■ **WHAT YOU ARE ASKED TO DO**
In all of the rows below, switch "dot" to "marker" and leave everything else unchanged.

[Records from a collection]

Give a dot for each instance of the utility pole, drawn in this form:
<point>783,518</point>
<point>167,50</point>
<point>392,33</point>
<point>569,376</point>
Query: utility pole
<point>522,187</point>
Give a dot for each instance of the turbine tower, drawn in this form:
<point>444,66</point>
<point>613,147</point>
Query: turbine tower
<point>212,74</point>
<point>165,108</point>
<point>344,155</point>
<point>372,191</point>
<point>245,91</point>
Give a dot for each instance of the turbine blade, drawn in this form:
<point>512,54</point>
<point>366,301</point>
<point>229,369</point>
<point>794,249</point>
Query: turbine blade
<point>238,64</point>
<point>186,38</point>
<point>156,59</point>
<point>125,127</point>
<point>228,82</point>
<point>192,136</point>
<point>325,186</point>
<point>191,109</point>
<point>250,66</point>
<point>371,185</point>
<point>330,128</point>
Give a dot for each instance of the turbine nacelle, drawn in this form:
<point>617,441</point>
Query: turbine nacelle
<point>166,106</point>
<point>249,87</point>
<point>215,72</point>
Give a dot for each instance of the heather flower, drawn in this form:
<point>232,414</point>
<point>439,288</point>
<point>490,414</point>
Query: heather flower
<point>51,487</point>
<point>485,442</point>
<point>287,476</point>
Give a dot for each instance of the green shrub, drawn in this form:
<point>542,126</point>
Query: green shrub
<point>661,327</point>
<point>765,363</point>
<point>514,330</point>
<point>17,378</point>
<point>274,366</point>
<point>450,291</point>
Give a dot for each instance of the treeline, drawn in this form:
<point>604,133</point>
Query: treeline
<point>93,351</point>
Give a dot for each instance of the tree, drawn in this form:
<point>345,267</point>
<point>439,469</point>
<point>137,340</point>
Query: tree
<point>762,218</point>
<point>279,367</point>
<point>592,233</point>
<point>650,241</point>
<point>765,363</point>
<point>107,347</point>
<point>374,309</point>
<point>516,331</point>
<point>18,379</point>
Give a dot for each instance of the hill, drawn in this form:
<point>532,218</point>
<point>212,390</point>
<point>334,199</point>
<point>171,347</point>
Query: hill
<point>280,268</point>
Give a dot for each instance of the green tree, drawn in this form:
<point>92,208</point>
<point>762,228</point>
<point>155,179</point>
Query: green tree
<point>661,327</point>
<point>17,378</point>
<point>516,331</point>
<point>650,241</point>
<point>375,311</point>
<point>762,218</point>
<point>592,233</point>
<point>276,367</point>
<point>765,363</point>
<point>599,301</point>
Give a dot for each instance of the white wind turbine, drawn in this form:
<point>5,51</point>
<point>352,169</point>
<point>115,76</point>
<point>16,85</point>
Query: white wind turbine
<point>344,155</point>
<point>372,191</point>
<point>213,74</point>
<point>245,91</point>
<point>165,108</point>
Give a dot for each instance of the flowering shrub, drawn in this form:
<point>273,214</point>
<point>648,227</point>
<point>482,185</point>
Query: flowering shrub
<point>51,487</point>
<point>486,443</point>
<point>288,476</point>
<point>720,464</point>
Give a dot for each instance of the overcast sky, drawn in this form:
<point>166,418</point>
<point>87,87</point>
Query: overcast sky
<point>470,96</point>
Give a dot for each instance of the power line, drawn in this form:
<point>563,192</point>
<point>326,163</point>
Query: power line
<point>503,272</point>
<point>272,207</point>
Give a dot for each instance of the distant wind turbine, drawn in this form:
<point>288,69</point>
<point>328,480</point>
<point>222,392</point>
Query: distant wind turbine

■ **SOLUTION FOR THIS EXERCISE**
Give a marker for each instance of the utility pole, drawn in this form:
<point>783,518</point>
<point>167,50</point>
<point>392,33</point>
<point>569,376</point>
Query: utility pole
<point>522,187</point>
Give a marker for each instance of the turbine tower, drawn in this form:
<point>444,66</point>
<point>613,147</point>
Query: turbine tower
<point>212,74</point>
<point>165,108</point>
<point>344,155</point>
<point>372,191</point>
<point>245,91</point>
Give a marker for each instance of the turbine blade, drawn in this form:
<point>512,54</point>
<point>366,301</point>
<point>229,369</point>
<point>794,249</point>
Query: turbine blade
<point>238,64</point>
<point>186,38</point>
<point>156,59</point>
<point>125,127</point>
<point>228,82</point>
<point>192,136</point>
<point>325,186</point>
<point>191,109</point>
<point>250,66</point>
<point>371,185</point>
<point>330,128</point>
Give a marker for each instance of the turbine nacelle, drawn in this form:
<point>617,441</point>
Query: turbine nacelle
<point>166,106</point>
<point>249,87</point>
<point>215,72</point>
Give a marker for each instance of the heather flower, drawn in this form:
<point>232,414</point>
<point>439,288</point>
<point>490,414</point>
Query: heather flower
<point>51,487</point>
<point>485,442</point>
<point>287,476</point>
Give a marker for each instance of the green shrub, drawn in this form:
<point>542,126</point>
Query: green shrub
<point>661,327</point>
<point>765,363</point>
<point>514,330</point>
<point>17,378</point>
<point>274,366</point>
<point>450,291</point>
Give a marker for each instance of the treeline, drawn in this form:
<point>604,133</point>
Query: treeline
<point>93,351</point>
Give a marker for each instance of the tree, drawn in this form:
<point>345,267</point>
<point>439,469</point>
<point>137,340</point>
Query: tree
<point>762,218</point>
<point>279,367</point>
<point>592,233</point>
<point>650,241</point>
<point>765,363</point>
<point>107,347</point>
<point>374,309</point>
<point>516,331</point>
<point>18,379</point>
Give a marker for each instance of the hill, drawn in this form:
<point>532,218</point>
<point>212,390</point>
<point>334,199</point>
<point>171,347</point>
Query: hill
<point>280,268</point>
Give a marker for each instance of the green tree, drawn in this form:
<point>92,208</point>
<point>762,228</point>
<point>155,179</point>
Query: green tree
<point>661,327</point>
<point>17,378</point>
<point>516,331</point>
<point>650,241</point>
<point>375,311</point>
<point>762,218</point>
<point>592,233</point>
<point>276,367</point>
<point>765,363</point>
<point>599,301</point>
Give a marker for each instance of the white wind turbine, drawn in this form:
<point>5,51</point>
<point>352,169</point>
<point>115,76</point>
<point>16,85</point>
Query: white wind turbine
<point>344,155</point>
<point>372,191</point>
<point>213,74</point>
<point>245,91</point>
<point>165,108</point>
Give a marker for each instance of the flowering shrub, drawn in this form:
<point>273,214</point>
<point>648,227</point>
<point>482,185</point>
Query: flowering shrub
<point>51,487</point>
<point>486,443</point>
<point>288,476</point>
<point>720,464</point>
Give a marker for each instance of the overcast sky, drawn in this form:
<point>166,418</point>
<point>87,87</point>
Query: overcast sky
<point>470,96</point>
Give a marker for each instance of the power line, drawn in this form:
<point>563,192</point>
<point>326,163</point>
Query: power line
<point>503,272</point>
<point>272,207</point>
Give a marker for each instance of the distant wind turbine, drawn in this form:
<point>288,69</point>
<point>328,480</point>
<point>222,392</point>
Query: distant wind turbine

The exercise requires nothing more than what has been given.